Exercise → Quote every line of the records below word for word, leaving out the pictures.
- - - -
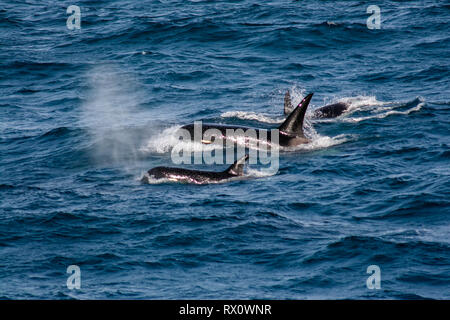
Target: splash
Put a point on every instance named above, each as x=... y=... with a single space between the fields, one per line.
x=109 y=112
x=385 y=111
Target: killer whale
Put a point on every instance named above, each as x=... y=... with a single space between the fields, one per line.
x=290 y=132
x=197 y=176
x=329 y=111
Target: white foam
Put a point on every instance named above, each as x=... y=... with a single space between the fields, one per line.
x=384 y=114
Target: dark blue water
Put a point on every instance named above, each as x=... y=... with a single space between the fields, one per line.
x=85 y=113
- - - -
Result of this task →
Target: splash
Put a point on every instance named above, each as x=... y=... with a single space between the fields, one per line.
x=109 y=112
x=385 y=111
Target: killer whale
Put a point on every instance named above, each as x=... y=... with a single space between the fields, one per line.
x=290 y=132
x=197 y=176
x=329 y=111
Target: white foam
Put a point on every instance named above, each as x=... y=... with a single space between the fields, one per line.
x=384 y=114
Target: dark blue water
Put a point on every instance named above, each as x=... y=... with a single space between the fields, one per line.
x=85 y=113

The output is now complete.